Given request -
Answer these questions from the court opinion below:
1. Which circuit judges heard the case?
2. When was Misoka admitted to the United States, and in what status?
3. On what date was Misoka charged as removable?

ATTORNEY GENERAL OF THE UNITED STATES
_____________________
Petition for Review of an Order of the
United States Department of Justice
Board of Immigration Appeals
(Agency No. A78-829-307)
Immigration Judge: Honorable Eugene Pugliese
_____________________
Submitted Pursuant to Third Circuit LAR 34.1(a)
June 12, 2008
Before: RENDELL, GREENBERG and VAN ANTWERPEN, Circuit Judges
(Filed: June 27, 2008)
___________
OPINION OF THE COURT
___________
PER CURIAM
Elias Misoka petitions for review of an order of the Bureau of Immigration
Appeals (“BIA”). For the reasons below, we will deny the petition for review.
Misoka, a native of Kenya, was admitted to the United States in July 1998 as a
student. On January 19, 2005, Misoka was charged as removable for seeking to procure
permanent residence by entering into a fraudulent marriage. The government later added
a charge that Misoka had failed to comply with the terms of his admission. Misoka
conceded removability and applied for withholding of removal and relief under the
Convention Against Torture. He argued that he had been attacked in Kenya by a rival
tribe and that his United States citizen daughter would be subject to female genital
mutilation (“FGM”) if he were removed to Kenya. After a hearing, the Immigration
Judge (“IJ”) denied relief. After the BIA dismissed the appeal, Misoka filed a timely
petition for review.

Provided data -
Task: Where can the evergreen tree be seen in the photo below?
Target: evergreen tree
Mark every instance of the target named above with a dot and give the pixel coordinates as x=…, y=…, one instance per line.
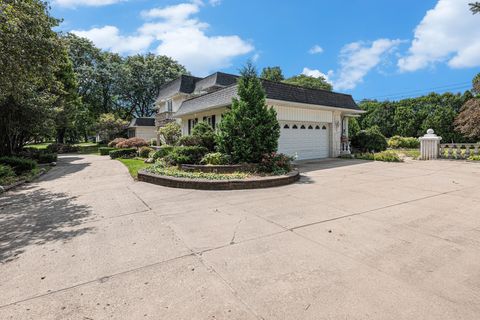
x=250, y=128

Output of the exercise -
1. Rendell, Greenberg and Van Antwerpen
2. In July 1998, as a student
3. January 19, 2005